• **REQUIRED WORK**
Render the data from its start through the line containing "positive clicks: (291, 96)" as a numbered list, omitting blank lines and leaving out the pictures.

[Opening DATA SUPPLIED section]

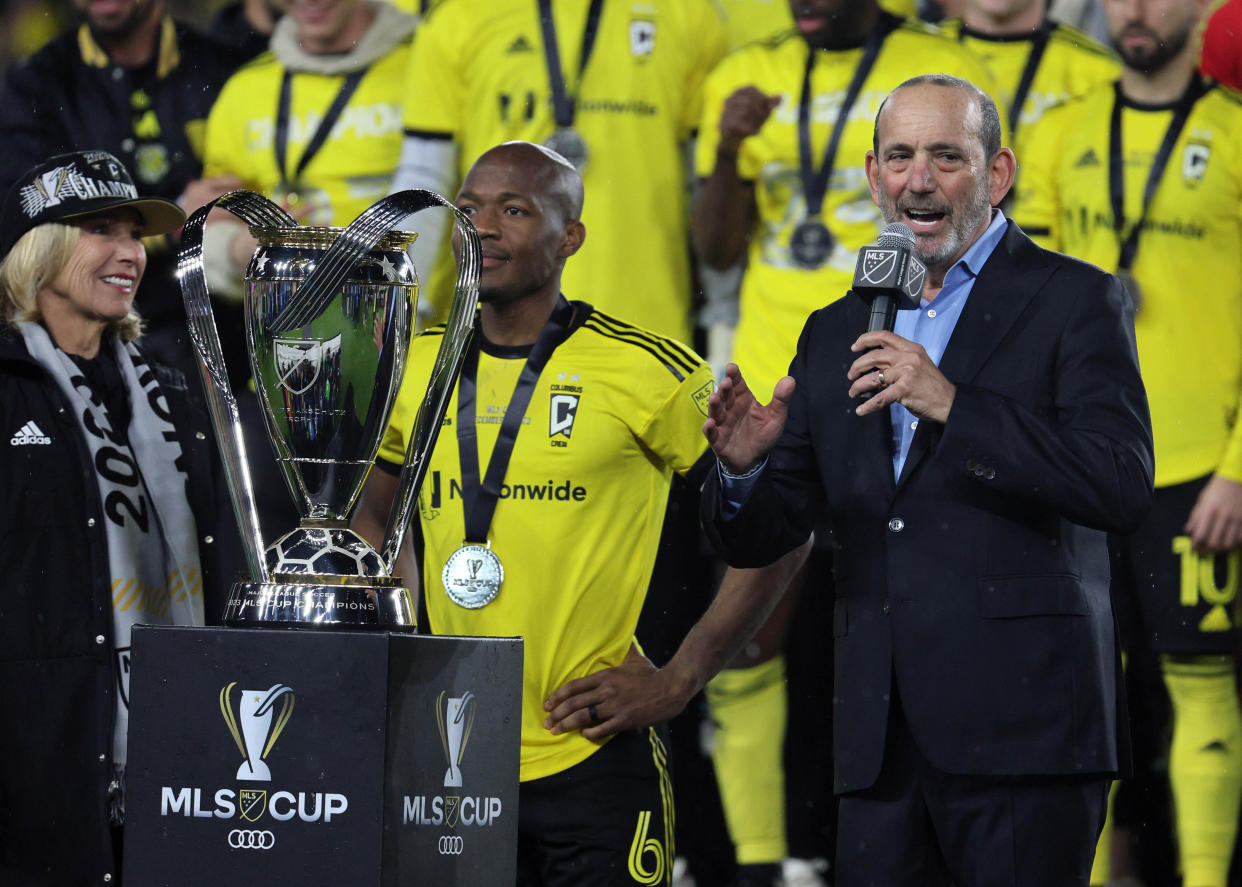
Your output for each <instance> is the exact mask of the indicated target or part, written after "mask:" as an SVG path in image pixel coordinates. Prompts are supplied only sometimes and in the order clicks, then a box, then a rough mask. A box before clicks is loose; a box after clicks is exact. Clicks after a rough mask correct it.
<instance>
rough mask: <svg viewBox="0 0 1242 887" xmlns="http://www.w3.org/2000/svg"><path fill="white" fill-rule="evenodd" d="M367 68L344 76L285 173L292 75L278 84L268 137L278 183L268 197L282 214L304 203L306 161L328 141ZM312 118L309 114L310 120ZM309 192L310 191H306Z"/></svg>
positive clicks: (291, 96)
mask: <svg viewBox="0 0 1242 887" xmlns="http://www.w3.org/2000/svg"><path fill="white" fill-rule="evenodd" d="M366 71H368V68H361V70H359V71H351V72H350V73H349V75H347V76H345V80H344V81H343V82H342V84H340V89H338V91H337V96H335V97H334V98H333V99H332V104H329V106H328V108H327V109H325V111H324V112H323V117H322V118H319V125H317V127H315V130H314V133H312V134H311V139H309V140H308V142H307V145H306V148H303V149H302V157H301V158H298V163H297V166H294V169H293V170H292V171H289V164H288V153H289V118H291V114H292V111H291V109H292V106H293V77H294V72H293V71H286V72H284V77H283V78H282V80H281V96H279V99H278V101H277V103H276V127H274V132H273V134H272V150H273V152H274V153H276V170H277V173H279V176H281V183H279V184H278V185H277V186H276V189H274V190H273V193H272V200H273V201H274V202H277V204H279V205H281V206H283V207H284V209H286V210H296V209H297V207H298V205H299V204H302V202H303V201H306V200H307V195H306V194H304V193H302V174H303V173H304V171H306V169H307V166H309V165H311V160H313V159H314V157H315V154H318V153H319V149H320V148H323V145H324V143H325V142H327V140H328V135H330V134H332V129H333V127H335V125H337V121H339V119H340V114H342V112H344V109H345V106H347V104H349V99H350V98H351V97H353V94H354V92H355V91H356V89H358V86H359V83H361V82H363V77H365V76H366ZM313 118H314V116H313V114H312V119H313ZM308 190H312V191H313V189H308Z"/></svg>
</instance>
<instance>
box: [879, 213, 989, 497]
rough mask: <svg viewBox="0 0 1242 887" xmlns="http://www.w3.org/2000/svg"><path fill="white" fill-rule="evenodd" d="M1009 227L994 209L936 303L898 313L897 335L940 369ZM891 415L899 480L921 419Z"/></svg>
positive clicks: (893, 462)
mask: <svg viewBox="0 0 1242 887" xmlns="http://www.w3.org/2000/svg"><path fill="white" fill-rule="evenodd" d="M1006 225H1007V222H1006V220H1005V214H1004V212H1001V211H1000V210H992V224H991V225H989V226H987V230H986V231H984V234H982V236H981V237H980V239H979V240H976V241H975V242H974V243H971V245H970V248H969V250H966V252H965V255H964V256H963V257H961V258H959V260H958V261H956V262H954V263H953V267H950V268H949V271H948V273H945V276H944V284H943V286H941V287H940V292H939V293H938V294H936V297H935V301H934V302H928V301H927V299H919V307H918V311H899V312H897V323H895V324H893V332H894V333H897V334H898V335H900V337H902V338H903V339H909V340H910V342H915V343H918V344H920V345H923V350H925V352H927V353H928V357H929V358H930V359H931V363H934V364H935V365H936V366H939V365H940V358H943V357H944V349H945V348H948V345H949V337H950V335H953V330H954V329H956V327H958V318H959V317H961V309H963V308H965V307H966V299H968V298H969V297H970V291H971V289H974V288H975V278H977V277H979V272H980V271H982V268H984V263H985V262H986V261H987V260H989V258H991V255H992V250H995V248H996V246H997V245H999V243H1000V242H1001V237H1004V236H1005V227H1006ZM888 414H889V417H891V419H892V421H893V477H894V478H897V477H900V476H902V467H903V466H904V465H905V456H907V453H909V451H910V441H913V440H914V432H915V431H917V430H918V427H919V420H918V416H915V415H914V414H913V412H910V411H909V410H907V409H905V407H904V406H902V405H900V404H889V406H888Z"/></svg>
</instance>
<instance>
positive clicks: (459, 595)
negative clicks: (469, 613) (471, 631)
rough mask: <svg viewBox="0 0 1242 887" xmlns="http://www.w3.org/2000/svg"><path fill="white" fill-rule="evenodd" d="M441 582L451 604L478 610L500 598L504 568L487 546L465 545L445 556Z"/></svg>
mask: <svg viewBox="0 0 1242 887" xmlns="http://www.w3.org/2000/svg"><path fill="white" fill-rule="evenodd" d="M441 581H442V583H443V584H445V594H447V595H448V598H450V600H452V601H453V604H456V605H457V606H461V607H465V609H467V610H478V609H479V607H482V606H487V605H488V604H491V603H492V601H493V600H496V595H498V594H501V584H502V583H503V581H504V566H503V565H502V564H501V559H499V558H498V557H496V552H493V550H492V543H491V542H489V543H487V544H486V545H479V544H476V543H472V542H466V543H462V547H461V548H458V549H457V550H456V552H453V553H452V554H451V555H448V560H447V562H446V563H445V570H443V573H442V574H441Z"/></svg>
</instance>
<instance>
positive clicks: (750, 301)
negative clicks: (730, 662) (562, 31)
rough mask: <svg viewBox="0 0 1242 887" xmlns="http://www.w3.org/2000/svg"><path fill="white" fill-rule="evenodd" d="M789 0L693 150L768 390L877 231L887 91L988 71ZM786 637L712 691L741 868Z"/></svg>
mask: <svg viewBox="0 0 1242 887" xmlns="http://www.w3.org/2000/svg"><path fill="white" fill-rule="evenodd" d="M789 6H790V10H791V16H792V21H794V24H795V26H796V27H795V29H794V30H790V31H786V32H784V34H781V35H779V36H776V37H773V39H770V40H768V41H765V42H761V43H751V45H750V46H746V47H744V48H741V50H739V51H737V52H734V53H732V55H730V56H729V57H728V58H725V60H724V61H723V62H722V63H720V65H719V66H718V67H717V68H715V70H714V71H713V72H712V75H710V77H709V78H708V82H707V87H705V91H704V99H703V122H702V123H700V125H699V138H698V143H697V149H696V171H697V173H698V175H699V176H702V179H703V181H702V186H700V193H699V195H698V199H697V202H696V206H694V212H693V225H692V239H693V241H694V246H696V250H697V252H698V256H699V258H700V260H702V261H703V262H704V263H707V265H709V266H712V267H715V268H722V270H723V268H728V267H729V266H732V265H733V263H734V262H737V261H738V260H739V258H740V257H741V256H743V253H745V257H746V270H745V273H744V276H743V282H741V292H740V304H739V308H740V319H739V323H738V327H737V333H735V337H734V340H733V347H732V357H730V358H729V359H732V360H735V362H737V363H739V364H740V365H744V366H746V373H748V379H749V380H750V384H751V385H753V386H754V390H756V391H771V390H773V386H774V385H775V384H776V380H777V379H780V378H781V376H784V375H785V373H786V370H787V368H789V363H790V360H791V359H792V357H794V350H795V344H796V342H797V335H799V333H800V332H801V329H802V325H804V323H805V322H806V317H807V316H809V314H810V313H811V312H812V311H815V309H816V308H820V307H821V306H823V304H826V303H828V302H832V301H836V299H838V298H841V297H842V296H845V294H846V292H847V291H848V289H850V286H851V281H852V273H853V268H854V261H856V258H857V252H858V248H859V247H861V246H863V245H864V243H868V242H871V241H873V240H874V239H876V236H877V234H878V232H879V227H881V215H879V210H878V209H877V206H876V204H874V202H873V201H872V199H871V191H869V190H868V186H867V176H866V171H864V168H863V158H864V157H866V153H867V149H868V148H871V139H872V122H873V121H874V118H876V112H877V111H878V108H879V104H881V102H882V101H883V99H884V97H886V96H887V94H888V93H889V91H892V89H893V88H894V87H897V86H898V84H899V83H902V82H903V81H905V80H907V78H909V77H912V76H915V75H920V73H925V72H945V73H951V75H956V76H960V77H964V78H965V80H969V81H971V82H974V83H977V84H980V86H981V87H982V88H985V89H987V88H989V84H990V76H989V73H987V71H986V68H985V67H984V65H982V62H981V61H980V60H977V58H976V57H975V56H974V55H972V53H971V52H970V51H969V50H965V48H963V47H961V46H959V45H958V43H956V41H954V40H950V39H948V37H945V36H943V35H940V34H939V32H938V31H936V30H935V29H933V27H930V26H928V25H923V24H920V22H917V21H912V20H903V19H898V17H895V16H893V15H891V14H889V12H887V11H884V10H883V9H882V7H881V5H879V4H878V2H877V1H876V0H790V2H789ZM804 142H805V143H806V144H807V148H806V149H805V150H804V148H802V147H801V145H802V143H804ZM710 357H712V359H713V362H718V358H717V355H715V354H710ZM786 612H787V611H786ZM763 634H764V635H765V636H775V637H777V639H779V637H780V635H781V634H782V632H781V631H771V630H765V631H764V632H763ZM779 650H780V645H779V642H777V644H776V645H774V646H773V647H771V648H769V650H764V651H761V652H760V655H759V657H756V660H750V661H746V662H738V663H735V666H737V667H734V668H730V670H727V671H725V672H723V673H722V675H720V676H719V677H717V678H715V680H714V681H713V682H712V685H710V686H709V688H708V698H709V699H710V703H712V711H713V717H714V719H715V721H717V722H718V723H719V724H720V729H718V730H717V734H715V740H714V745H713V758H714V763H715V765H717V779H718V781H719V783H720V784H722V798H723V800H724V801H725V812H727V819H728V821H729V827H730V832H732V834H733V839H734V844H735V846H737V853H738V861H739V863H741V865H743V866H755V867H763V866H770V865H773V863H775V862H777V861H780V860H781V857H782V856H785V851H786V841H785V829H784V806H785V803H784V791H782V776H781V770H782V765H781V743H782V740H784V734H785V722H786V701H785V686H784V680H782V678H784V660H782V657H781V656H779ZM759 709H761V711H763V717H758V716H756V712H758V711H759ZM760 760H761V762H764V764H763V765H756V762H760ZM796 852H799V853H802V852H805V851H802V850H801V848H799V850H797V851H796ZM758 871H759V868H756V873H758Z"/></svg>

[Closing DATA SUPPLIED section]

• **ANSWER TO THIS PROBLEM**
1. Your output for each <instance> is the exact mask of the indicated target or part, written after "mask:" as an SVG path in image pixel coordinates. Prompts are supplied only sometimes and in the order clicks, then a box, then a rough mask. A box before clicks is loose; a box after clicks is exact. Clicks after a rough mask correct it.
2. <instance>
3. rough mask: <svg viewBox="0 0 1242 887" xmlns="http://www.w3.org/2000/svg"><path fill="white" fill-rule="evenodd" d="M367 68L344 76L285 173L292 75L278 84L268 137L278 183L268 197L282 214L304 203L306 161L328 141ZM312 118L309 114L310 120ZM309 192L310 191H306Z"/></svg>
4. positive clicks: (291, 96)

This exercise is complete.